= WHAT YOU WILL DO =
[A] According to the excerpt on gospel music, whom does Heilbut call the one gospel singer who really made it?
[B] In the excerpt on gospel music, rewrite the stretch from "Gospel’s struggle to" through "places to start.", updating "Bandcamp" to "streaming services".

= EXCERPT =
There’s a simple reason for that, according to gospel scholar Anthony Heilbut, author of The Gospel Sound: Good News and Bad Times. Many people are leery of gospel, he says, because of religion. “It’s a big barrier. I know that, for example, when I was young, all the folkies, the Newport people, were fond of certain gospel recordings,” he says. “But they treated them as this quaint, almost campy material. But as a group, they were more interested in gospel than any pop music fans I’ve encountered.”

Being cut off from the mainstream meant that gospel singers struggled to get by, touring incessantly from church to church for fees their secular brethren would have laughed at. But that isolation encouraged stylistic innovation and adventurousness. “Gospel voices aren’t quite pop voices,” Heilbut says. “Aretha was the one gospel singer who really made it, and there are many gospel women who do more outrageous singing. Aretha didn’t growl much, she didn’t scream much—there’s no comparison to the way Inez Andrews would shriek. And many gospel men wanted to be sopranos; they didn’t want to be falsettos, but to actually sing in a soprano range.”  

Gospel’s struggle to gain wider mainstream acceptance has continued into the current scene. For every 10 crate-digging blues compilations, you’re lucky to get one gospel collection, and the retro-soul movement hasn’t been matched by a retro-gospel one. Still, if you search, you can find a lot of gospel gems scattered about Bandcamp. Here are some of the best places to start.

= SOURCE EXCERPT =
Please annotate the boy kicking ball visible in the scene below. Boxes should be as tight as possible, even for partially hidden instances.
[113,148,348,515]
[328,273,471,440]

= FULL SOLUTIONS =
[A] Aretha

[B]
Gospel’s struggle to gain wider mainstream acceptance has continued into the current scene. For every 10 crate-digging blues compilations, you’re lucky to get one gospel collection, and the retro-soul movement hasn’t been matched by a retro-gospel one. Still, if you search, you can find a lot of gospel gems scattered about streaming services. Here are some of the best places to start.